Copy each line of the following data that contains "loose".

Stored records
>>>>>

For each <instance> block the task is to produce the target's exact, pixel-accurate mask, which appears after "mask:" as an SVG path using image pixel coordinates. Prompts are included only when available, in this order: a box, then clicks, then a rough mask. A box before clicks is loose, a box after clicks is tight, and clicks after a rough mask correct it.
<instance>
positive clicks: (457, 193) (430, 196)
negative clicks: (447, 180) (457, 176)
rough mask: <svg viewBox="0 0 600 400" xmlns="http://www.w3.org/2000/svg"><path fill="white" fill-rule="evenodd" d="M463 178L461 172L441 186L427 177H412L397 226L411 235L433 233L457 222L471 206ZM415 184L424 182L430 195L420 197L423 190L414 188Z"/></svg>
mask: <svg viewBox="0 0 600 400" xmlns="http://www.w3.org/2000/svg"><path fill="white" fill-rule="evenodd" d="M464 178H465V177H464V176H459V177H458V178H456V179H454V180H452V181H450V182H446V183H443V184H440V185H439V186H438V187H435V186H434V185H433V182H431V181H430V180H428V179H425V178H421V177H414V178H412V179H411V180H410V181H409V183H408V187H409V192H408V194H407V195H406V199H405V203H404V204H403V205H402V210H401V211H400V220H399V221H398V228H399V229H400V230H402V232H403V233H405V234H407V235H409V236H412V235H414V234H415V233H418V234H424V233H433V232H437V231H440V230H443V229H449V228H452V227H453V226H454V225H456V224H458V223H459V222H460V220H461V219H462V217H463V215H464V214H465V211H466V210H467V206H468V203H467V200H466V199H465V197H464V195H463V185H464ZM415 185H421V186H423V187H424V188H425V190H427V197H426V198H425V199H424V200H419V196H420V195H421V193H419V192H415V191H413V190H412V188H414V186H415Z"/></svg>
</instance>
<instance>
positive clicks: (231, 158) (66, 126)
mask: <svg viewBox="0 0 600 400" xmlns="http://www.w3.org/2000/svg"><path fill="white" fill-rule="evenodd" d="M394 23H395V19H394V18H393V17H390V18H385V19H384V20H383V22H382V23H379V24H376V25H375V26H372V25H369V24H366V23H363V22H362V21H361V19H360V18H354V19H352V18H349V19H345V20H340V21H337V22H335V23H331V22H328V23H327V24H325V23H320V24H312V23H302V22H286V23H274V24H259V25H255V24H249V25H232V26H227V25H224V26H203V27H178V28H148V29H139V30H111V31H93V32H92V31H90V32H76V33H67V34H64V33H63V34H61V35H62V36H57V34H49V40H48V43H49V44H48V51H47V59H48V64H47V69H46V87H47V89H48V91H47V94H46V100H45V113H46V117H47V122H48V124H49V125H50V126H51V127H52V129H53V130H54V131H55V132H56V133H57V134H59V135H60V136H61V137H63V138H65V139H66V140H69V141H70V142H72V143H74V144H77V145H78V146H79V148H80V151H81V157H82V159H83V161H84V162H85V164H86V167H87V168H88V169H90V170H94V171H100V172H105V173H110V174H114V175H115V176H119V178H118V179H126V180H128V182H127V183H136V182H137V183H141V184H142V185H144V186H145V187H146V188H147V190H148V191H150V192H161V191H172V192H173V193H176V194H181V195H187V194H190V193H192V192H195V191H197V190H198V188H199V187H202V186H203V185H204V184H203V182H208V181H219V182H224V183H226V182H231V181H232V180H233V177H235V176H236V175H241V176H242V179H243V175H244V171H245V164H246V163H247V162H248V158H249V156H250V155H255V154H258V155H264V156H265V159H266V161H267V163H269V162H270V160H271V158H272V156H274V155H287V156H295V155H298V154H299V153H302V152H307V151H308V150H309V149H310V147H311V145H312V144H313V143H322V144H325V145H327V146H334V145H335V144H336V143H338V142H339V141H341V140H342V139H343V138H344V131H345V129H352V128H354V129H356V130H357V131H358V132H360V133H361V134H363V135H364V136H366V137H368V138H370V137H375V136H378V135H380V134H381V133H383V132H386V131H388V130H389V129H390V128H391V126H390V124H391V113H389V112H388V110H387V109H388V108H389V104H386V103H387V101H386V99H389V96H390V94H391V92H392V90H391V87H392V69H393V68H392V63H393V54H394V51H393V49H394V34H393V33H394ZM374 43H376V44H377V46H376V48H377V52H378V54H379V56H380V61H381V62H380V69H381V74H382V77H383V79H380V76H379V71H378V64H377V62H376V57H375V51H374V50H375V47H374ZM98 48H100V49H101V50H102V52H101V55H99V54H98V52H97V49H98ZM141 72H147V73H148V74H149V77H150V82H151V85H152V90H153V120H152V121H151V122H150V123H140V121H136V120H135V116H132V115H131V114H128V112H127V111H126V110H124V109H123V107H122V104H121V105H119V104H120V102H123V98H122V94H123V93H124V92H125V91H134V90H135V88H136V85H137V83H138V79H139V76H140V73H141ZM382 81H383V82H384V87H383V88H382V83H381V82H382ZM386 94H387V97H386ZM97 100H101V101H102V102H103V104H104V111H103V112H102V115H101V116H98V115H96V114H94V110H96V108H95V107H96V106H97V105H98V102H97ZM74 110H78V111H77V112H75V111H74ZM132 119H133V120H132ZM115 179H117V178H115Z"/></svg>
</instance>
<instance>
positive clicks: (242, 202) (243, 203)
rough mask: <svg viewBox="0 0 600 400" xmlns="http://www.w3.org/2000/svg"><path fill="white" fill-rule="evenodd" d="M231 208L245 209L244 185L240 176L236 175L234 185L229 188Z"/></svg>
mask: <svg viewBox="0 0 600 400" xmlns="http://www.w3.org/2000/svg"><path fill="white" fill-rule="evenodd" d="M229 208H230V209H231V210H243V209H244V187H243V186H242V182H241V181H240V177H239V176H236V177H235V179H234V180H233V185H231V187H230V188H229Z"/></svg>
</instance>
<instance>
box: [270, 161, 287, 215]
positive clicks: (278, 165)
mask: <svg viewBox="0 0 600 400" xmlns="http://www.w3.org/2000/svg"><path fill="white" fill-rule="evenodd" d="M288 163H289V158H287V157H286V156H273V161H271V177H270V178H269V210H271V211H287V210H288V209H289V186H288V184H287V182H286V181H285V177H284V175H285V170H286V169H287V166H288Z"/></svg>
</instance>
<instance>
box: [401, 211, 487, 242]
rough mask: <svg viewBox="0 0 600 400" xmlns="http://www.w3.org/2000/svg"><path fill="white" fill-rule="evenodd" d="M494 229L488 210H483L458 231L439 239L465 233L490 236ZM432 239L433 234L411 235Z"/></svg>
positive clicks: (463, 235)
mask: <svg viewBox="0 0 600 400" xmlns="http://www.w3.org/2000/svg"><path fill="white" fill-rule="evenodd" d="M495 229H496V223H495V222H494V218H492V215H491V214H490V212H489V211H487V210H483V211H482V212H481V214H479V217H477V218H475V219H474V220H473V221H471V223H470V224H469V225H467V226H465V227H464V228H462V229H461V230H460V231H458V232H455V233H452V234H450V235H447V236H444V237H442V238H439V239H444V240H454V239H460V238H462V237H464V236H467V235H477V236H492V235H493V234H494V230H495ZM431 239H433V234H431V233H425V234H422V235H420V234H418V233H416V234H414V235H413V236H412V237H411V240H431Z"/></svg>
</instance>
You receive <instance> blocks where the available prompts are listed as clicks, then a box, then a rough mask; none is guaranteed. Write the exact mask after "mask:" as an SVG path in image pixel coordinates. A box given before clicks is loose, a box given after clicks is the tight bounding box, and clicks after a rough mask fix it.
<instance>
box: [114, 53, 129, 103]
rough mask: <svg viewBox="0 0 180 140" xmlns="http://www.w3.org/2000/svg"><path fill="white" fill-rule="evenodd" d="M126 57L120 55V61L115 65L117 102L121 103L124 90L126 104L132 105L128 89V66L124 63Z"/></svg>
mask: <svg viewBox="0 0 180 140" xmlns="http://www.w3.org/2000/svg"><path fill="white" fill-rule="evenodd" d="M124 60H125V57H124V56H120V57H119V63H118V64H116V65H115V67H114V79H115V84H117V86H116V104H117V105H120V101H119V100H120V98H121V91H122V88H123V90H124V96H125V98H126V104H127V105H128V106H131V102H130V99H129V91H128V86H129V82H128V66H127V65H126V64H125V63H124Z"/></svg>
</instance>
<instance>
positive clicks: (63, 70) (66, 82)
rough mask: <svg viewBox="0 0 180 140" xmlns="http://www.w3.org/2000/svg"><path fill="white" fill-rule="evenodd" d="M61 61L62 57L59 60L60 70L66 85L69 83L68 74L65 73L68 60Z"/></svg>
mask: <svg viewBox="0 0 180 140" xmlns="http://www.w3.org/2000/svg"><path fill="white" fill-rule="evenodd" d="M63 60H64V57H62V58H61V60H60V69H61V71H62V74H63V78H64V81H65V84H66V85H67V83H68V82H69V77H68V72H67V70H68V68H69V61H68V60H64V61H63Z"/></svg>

<<<<<

[Answer to the problem]
For each <instance> block the task is to produce the target's exact, pixel-accurate mask, which appears after "mask:" as an SVG path using image pixel coordinates. Prompts are included only when available, in this order: a box, then clicks, then a rough mask. A box before clicks is loose, a box after clicks is tight, and clicks after a rough mask correct it.
You receive <instance> blocks where the available prompts are listed as clicks, then a box, then a rough mask; none is guaranteed. Write the exact mask after "mask:" as an SVG path in image pixel coordinates. A box given before clicks is loose, a box given after clicks is the tight bounding box, and clicks after a rough mask fix it.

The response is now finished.